Directions for this task.
Search the listing below for the string "textured", then copy every line it appears in.

================

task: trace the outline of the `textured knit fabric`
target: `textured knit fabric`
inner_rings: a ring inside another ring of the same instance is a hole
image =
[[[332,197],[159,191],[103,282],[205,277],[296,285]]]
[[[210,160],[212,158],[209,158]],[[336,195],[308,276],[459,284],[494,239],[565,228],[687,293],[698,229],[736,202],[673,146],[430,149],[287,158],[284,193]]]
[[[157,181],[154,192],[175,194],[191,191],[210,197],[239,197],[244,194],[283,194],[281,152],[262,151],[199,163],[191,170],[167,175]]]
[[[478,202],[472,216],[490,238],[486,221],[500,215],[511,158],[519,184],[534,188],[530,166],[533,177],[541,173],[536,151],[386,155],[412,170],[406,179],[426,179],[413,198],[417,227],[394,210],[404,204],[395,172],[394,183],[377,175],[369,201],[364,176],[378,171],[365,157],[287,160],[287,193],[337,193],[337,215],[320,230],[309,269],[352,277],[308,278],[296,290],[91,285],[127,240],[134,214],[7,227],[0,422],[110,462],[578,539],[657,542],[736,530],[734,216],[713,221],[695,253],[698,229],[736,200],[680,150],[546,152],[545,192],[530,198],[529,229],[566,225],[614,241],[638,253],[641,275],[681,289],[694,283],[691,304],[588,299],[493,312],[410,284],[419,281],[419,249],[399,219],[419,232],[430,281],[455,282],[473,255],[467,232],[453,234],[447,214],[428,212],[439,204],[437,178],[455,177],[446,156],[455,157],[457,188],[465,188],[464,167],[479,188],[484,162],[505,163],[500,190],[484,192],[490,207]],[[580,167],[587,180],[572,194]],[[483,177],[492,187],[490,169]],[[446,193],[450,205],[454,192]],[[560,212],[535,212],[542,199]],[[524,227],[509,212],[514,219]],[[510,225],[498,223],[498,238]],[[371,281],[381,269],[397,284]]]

================

Solution to the problem.
task: trace the outline of the `textured knit fabric`
target: `textured knit fabric`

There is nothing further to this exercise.